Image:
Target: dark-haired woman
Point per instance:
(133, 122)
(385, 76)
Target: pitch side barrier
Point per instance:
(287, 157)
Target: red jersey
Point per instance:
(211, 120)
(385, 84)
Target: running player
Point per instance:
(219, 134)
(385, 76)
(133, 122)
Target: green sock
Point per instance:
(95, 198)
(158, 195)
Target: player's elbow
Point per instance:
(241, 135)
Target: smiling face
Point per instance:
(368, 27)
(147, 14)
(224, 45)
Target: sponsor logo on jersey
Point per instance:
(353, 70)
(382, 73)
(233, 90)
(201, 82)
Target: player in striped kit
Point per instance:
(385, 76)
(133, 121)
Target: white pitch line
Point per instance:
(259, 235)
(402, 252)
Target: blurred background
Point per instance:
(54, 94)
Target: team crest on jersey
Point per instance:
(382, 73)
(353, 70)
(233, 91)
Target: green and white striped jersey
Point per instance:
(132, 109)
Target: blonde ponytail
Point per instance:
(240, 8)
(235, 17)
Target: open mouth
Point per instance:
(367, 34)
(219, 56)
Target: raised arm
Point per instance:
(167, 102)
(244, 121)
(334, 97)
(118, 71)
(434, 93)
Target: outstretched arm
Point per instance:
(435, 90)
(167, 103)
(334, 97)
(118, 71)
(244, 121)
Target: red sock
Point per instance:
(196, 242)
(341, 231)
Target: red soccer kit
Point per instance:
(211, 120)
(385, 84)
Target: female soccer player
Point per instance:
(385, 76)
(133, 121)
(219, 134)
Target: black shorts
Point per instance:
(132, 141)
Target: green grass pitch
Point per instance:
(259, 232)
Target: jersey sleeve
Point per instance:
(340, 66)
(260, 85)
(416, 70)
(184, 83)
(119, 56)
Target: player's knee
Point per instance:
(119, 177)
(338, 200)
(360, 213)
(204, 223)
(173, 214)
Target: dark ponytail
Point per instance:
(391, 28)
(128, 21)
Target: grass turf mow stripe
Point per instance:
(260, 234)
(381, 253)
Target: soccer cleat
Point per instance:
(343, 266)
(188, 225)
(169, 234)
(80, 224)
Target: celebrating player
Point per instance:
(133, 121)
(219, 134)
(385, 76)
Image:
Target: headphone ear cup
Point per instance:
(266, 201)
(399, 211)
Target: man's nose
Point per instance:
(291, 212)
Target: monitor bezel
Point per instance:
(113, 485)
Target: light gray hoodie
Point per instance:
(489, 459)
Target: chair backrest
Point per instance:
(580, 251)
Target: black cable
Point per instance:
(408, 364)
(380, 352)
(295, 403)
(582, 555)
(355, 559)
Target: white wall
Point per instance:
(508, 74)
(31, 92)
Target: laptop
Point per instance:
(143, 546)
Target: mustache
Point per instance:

* _SHORT EXERCISE_
Print the whole listing exactly as it is.

* _FINISHED EXERCISE_
Image:
Target: dark-haired woman
Point per instance:
(133, 122)
(385, 76)
Target: pitch side barrier
Point per instance:
(287, 157)
Target: red jersey
Point per instance:
(211, 120)
(385, 84)
Target: running player
Point per instance:
(219, 134)
(385, 76)
(133, 122)
Target: green sock
Point per instance:
(95, 198)
(158, 195)
Target: player's elbow
Point per instance:
(241, 135)
Target: smiling face
Point per instance:
(368, 27)
(147, 14)
(224, 45)
Target: sponsor logo on jersey
Point per instance:
(353, 70)
(382, 73)
(233, 90)
(201, 82)
Target: player in striped kit
Point per instance:
(385, 76)
(133, 121)
Target: white pitch line
Point per instance:
(259, 235)
(402, 252)
Target: blurred background
Point per instance:
(54, 94)
Target: team crest on jersey
Point per instance:
(382, 73)
(353, 70)
(233, 91)
Target: green and white striped jersey
Point per instance:
(132, 109)
Target: blonde ponytail
Point per instance:
(240, 8)
(235, 17)
Target: open mouth
Point per instance:
(367, 34)
(219, 56)
Target: raised arm
Point per instance:
(167, 102)
(244, 121)
(334, 97)
(118, 71)
(434, 93)
Target: outstretched arm
Point per instance:
(435, 90)
(167, 103)
(334, 97)
(118, 71)
(244, 121)
Target: red sock
Point per instance:
(196, 242)
(341, 231)
Target: red soccer kit
Point per instance:
(211, 120)
(385, 84)
Target: female soccer player
Point per instance:
(385, 76)
(133, 121)
(219, 134)
Target: black shorts
Point per instance:
(132, 141)
Target: green grass pitch
Point per instance:
(259, 232)
Target: jersey sleeve
Point per instance:
(340, 66)
(260, 85)
(416, 70)
(184, 83)
(119, 56)
Target: player's knee
Point per instance:
(119, 177)
(338, 200)
(360, 213)
(204, 223)
(173, 214)
Target: dark ponytail
Point per instance:
(391, 28)
(128, 21)
Target: grass turf mow stripe
Point per instance:
(260, 234)
(381, 253)
Target: soccer cleat
Point per instance:
(343, 266)
(188, 225)
(169, 234)
(80, 224)
Target: celebrating player
Point per instance:
(133, 121)
(219, 134)
(385, 76)
Image:
Target: headphone ear cup
Point per instance:
(266, 201)
(399, 211)
Target: man's nose
Point per instance:
(291, 212)
Target: monitor bezel
Point per instance:
(113, 485)
Target: light gray hoodie
Point per instance:
(489, 459)
Target: chair backrest
Point per instance:
(580, 251)
Target: black cable
Point per instance:
(408, 364)
(380, 352)
(295, 403)
(582, 555)
(355, 559)
Target: white wall
Point per instance:
(508, 74)
(31, 92)
Target: laptop
Point per instance:
(143, 546)
Target: mustache
Point per instance:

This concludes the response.